Case ID: misc_123/html/0888-01.html
Source: Caselaw Access Project
Author: {"author": "Edgcomb, J.:", "license": "Public Domain", "url": "https://static.case.law/"}
Date Created: 2024-08-24T03:29:51.129683

Francis Pepin, Plaintiff, v. Catherine Pepin, Defendant.
    Supreme Court, Onondaga Special Term,
    November 4, 1924.
    Husband and wife — divorce — uncorroborated evidence of man who defiled plaintiff's wife insufficient to warrant finding of adultery against her — condonation established — complaint dismissed.
    Plaintiff’s complaint in an action for divorce should be dismissed, though his wife failed to deny the accusation of infidelity, where the only evidence of her adultery was the uncorroborated testimony of the man who defiled her. Furthermore, plaintiff will be deemed to have condoned the defendant’s actions where, although he had every reason to believe that she was having illicit relations with other men, he continued to cohabit with her.
    Action for divorce.
    
      Frank H. Collins, for the plaintiff.
    No appearance for the defendant.
   Edgcomb, J.:

The court would not be justified in granting a judgment of divorce in this action for two reasons: First, defendant’s unchastity has not been established by credible evidence; second, if defendant ever committed adultery plaintiff has condoned the act.

The only evidence of adultery on the part of the defendant is given by Clarence B. Gregory, who testifies that he defiled the woman one afternoon in an open lot where he was working, with children not more than a quarter of a mile away. He later told the plaintiff what had happened, and willingly gave him an affidavit as to what he claims to have done. Any man who will indulge in illicit intercourse with a married woman, and then voluntarily tell her husband and be perfectly willing to come into court and testify without a blush to his infidelity, is not only devoid of all chivalry but shows himself to be lacking in moral fibre and absolutely untrustworthy.

-=-=-=-=-

**EXERCISE TASKS:**
1. Reproduce the passage of the Pepin divorce opinion from "Husband and wife" to "for the plaintiff.".
2. In the Pepin divorce opinion, who gave the only evidence of adultery on the part of the defendant?

-=-=-=-=-

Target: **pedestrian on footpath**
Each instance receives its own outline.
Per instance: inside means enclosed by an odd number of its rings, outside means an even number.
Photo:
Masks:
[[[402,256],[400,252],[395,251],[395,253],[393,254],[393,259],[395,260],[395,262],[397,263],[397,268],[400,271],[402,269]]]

-=-=-=-=-

**RESULTS BY TASK:**
1.
Husband and wife — divorce — uncorroborated evidence of man who defiled plaintiff's wife insufficient to warrant finding of adultery against her — condonation established — complaint dismissed.
    Plaintiff’s complaint in an action for divorce should be dismissed, though his wife failed to deny the accusation of infidelity, where the only evidence of her adultery was the uncorroborated testimony of the man who defiled her. Furthermore, plaintiff will be deemed to have condoned the defendant’s actions where, although he had every reason to believe that she was having illicit relations with other men, he continued to cohabit with her.
    Action for divorce.
    
      Frank H. Collins, for the plaintiff.

2. Clarence B. Gregory